> [Text shown]:
[START]

Each mix had a catchy title and the cases were overly decorated, including song lists written in multi-colored pens and stickers…lots of stickers. So, it shouldn’t be a surprise that after my Lenten discipline ended this year, I had to create a playlist.
 
At the start of this new year, I decided my word for the year would be ‘listen.’ It’s hard for me to listen. My days are filled with so much hustle and bustle that I often forget to listen for God. So for Lent, I decided to intentionally stop the noise; to rid myself of the distractions of my daily life and listen. I turned off the radio in my car for six weeks. No music. No podcasts. No audio books. May sound like a simple discipline to implement. It was. But, it became extremely difficult for me to carry out. I yearned for my tunes! Music is my soul; the essence of my being, which was the very reason for this choice. For it to be a powerful, reflective experience, it needed to hurt a little bit. The idea was to listen in the silence. To be aware of my own thoughts and not be distracted by outside noise.
 
I knew that living in the silence would be calming. It encouraged reflection. It made me feel less frantic as I drove to appointments and meetings. I began to look forward to my time in the silence. And, surprisingly enough, I became less and less tempted to turn the music on. For six weeks I listened. I expected to have some moment of revelation. I didn’t. No audible voice; no ah-ha moment. Maybe that’s because I really don’t know what I was supposed to be listening for. I listen for guidance. I listen for answers. I listen so I’ll know which path to take. But, sometimes listening is waiting. Sometimes God wants me to yearn for His ways and just be. Sometimes I just need to get out of the way so that God can be heard.

[END]

Named-object pointing records
[START]

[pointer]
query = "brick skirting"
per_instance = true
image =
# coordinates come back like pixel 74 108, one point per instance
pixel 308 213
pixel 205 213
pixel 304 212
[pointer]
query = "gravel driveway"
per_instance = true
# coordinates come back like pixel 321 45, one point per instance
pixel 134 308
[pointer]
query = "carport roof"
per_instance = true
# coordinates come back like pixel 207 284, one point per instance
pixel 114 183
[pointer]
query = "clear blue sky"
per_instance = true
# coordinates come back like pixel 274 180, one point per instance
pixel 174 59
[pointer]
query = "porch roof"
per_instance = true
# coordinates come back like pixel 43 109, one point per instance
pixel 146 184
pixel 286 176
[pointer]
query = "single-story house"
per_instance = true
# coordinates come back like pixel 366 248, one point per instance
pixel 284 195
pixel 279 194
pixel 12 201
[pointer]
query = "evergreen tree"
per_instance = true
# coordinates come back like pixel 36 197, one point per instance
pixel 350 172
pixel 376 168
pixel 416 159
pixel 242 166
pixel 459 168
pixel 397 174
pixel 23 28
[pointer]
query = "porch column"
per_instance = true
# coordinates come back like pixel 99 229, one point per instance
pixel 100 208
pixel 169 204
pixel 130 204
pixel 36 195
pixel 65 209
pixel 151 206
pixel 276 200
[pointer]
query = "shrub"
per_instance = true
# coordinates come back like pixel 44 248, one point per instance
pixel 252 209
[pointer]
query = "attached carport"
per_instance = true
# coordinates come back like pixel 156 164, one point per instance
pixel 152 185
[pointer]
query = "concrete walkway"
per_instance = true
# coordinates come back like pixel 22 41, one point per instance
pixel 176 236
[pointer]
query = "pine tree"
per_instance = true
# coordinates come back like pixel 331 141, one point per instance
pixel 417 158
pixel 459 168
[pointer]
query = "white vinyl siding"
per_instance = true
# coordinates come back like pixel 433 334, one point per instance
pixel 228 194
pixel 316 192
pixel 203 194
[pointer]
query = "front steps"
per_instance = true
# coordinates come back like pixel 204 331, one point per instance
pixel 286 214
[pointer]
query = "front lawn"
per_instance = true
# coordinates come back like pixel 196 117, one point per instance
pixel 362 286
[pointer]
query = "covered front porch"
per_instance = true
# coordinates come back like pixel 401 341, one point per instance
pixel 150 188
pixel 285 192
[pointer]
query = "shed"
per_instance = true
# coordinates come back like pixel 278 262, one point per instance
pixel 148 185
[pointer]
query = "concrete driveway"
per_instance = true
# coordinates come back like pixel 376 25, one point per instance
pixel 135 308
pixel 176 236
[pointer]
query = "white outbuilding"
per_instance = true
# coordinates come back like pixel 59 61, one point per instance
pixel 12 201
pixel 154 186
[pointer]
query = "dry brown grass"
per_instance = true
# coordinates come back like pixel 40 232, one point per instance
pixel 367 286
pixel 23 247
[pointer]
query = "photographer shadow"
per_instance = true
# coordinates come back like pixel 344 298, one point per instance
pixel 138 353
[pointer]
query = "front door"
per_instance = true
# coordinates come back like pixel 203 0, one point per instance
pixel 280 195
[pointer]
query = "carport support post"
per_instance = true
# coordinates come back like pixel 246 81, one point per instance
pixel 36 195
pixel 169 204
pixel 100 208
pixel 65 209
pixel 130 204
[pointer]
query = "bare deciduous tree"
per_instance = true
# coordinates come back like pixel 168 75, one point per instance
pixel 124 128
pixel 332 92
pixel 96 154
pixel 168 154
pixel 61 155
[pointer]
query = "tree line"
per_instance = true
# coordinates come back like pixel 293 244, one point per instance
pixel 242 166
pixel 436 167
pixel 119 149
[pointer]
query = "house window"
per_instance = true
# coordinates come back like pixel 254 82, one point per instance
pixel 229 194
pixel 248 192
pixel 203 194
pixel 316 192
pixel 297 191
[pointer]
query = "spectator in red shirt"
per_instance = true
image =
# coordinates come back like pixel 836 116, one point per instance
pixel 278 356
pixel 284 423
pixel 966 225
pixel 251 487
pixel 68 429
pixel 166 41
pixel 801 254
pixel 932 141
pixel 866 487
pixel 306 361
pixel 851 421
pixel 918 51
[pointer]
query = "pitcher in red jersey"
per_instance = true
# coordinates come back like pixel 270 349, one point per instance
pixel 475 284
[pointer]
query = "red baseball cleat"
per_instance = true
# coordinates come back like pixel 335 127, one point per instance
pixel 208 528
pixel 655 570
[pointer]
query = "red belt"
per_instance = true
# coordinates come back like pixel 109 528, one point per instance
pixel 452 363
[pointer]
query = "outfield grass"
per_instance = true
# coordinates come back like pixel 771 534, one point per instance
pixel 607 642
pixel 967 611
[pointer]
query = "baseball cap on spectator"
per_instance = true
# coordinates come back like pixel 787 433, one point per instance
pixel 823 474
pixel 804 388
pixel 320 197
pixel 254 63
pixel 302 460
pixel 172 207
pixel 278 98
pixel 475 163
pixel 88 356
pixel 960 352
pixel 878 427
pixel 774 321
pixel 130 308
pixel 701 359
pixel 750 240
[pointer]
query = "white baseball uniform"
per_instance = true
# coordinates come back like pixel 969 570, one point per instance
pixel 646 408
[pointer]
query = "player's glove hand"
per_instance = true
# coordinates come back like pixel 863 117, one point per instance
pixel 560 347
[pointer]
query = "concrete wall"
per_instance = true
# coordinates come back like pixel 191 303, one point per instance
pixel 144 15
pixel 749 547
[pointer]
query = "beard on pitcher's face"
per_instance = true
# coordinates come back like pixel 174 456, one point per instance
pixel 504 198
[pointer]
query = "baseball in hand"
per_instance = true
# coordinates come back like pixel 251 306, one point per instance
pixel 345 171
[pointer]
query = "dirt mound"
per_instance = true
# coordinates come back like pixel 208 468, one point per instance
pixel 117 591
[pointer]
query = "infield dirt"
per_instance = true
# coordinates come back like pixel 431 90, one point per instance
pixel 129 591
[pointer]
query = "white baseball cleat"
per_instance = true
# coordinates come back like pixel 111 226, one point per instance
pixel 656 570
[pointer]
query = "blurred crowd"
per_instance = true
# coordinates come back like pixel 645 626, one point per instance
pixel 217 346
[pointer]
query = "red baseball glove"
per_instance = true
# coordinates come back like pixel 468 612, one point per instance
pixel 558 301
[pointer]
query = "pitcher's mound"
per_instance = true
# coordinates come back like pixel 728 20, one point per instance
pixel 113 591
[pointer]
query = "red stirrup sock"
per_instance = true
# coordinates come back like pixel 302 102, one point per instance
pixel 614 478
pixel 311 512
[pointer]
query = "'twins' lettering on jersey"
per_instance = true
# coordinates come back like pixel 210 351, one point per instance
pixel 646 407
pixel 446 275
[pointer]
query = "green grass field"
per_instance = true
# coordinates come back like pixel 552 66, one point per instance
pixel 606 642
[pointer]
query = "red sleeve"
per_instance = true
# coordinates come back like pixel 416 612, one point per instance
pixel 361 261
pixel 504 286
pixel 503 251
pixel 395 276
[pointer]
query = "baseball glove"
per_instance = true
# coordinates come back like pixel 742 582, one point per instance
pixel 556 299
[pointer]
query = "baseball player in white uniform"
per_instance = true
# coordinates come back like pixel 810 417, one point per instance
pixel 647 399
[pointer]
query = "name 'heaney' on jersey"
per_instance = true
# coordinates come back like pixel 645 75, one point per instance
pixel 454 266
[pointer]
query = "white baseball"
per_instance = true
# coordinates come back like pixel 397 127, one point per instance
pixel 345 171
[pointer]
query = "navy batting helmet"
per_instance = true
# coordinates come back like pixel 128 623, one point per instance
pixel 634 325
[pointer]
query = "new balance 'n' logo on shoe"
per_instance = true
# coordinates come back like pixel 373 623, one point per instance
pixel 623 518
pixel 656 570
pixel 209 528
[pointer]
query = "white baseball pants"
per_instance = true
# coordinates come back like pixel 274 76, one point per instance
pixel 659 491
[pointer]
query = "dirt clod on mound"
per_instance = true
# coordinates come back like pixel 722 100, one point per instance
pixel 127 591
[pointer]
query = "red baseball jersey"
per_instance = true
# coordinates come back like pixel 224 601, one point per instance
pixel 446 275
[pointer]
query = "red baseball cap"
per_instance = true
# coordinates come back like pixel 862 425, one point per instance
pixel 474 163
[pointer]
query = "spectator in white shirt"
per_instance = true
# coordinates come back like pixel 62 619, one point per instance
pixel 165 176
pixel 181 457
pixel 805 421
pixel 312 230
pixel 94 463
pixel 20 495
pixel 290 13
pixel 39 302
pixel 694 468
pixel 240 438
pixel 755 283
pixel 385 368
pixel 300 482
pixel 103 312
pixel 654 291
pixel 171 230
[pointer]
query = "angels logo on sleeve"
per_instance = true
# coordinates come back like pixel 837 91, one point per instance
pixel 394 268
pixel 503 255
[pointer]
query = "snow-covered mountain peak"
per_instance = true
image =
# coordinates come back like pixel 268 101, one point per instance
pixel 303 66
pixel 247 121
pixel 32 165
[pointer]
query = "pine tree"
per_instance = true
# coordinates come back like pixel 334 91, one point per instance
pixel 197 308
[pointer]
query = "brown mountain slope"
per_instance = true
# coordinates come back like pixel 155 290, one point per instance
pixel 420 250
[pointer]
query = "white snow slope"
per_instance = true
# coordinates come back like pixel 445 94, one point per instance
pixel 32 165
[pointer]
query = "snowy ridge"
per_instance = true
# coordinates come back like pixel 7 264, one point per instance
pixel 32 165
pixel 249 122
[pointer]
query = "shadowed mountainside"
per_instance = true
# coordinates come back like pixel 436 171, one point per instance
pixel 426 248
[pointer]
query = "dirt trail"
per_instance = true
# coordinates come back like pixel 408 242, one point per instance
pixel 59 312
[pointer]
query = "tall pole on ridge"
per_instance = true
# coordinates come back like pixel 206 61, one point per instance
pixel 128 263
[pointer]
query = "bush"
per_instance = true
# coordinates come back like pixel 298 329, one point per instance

[END]

> [Exercise set]:
1. Update the passage on the Lenten silence, starting at "Each mix had" and ending at "create a playlist.", replacing "playlist" with "mixtape".
2. In the passage on the Lenten silence, what did the writer turn off for six weeks?

> [Answers below]:
1.
Each mix had a catchy title and the cases were overly decorated, including song lists written in multi-colored pens and stickers…lots of stickers. So, it shouldn’t be a surprise that after my Lenten discipline ended this year, I had to create a mixtape.

2. The radio in the car.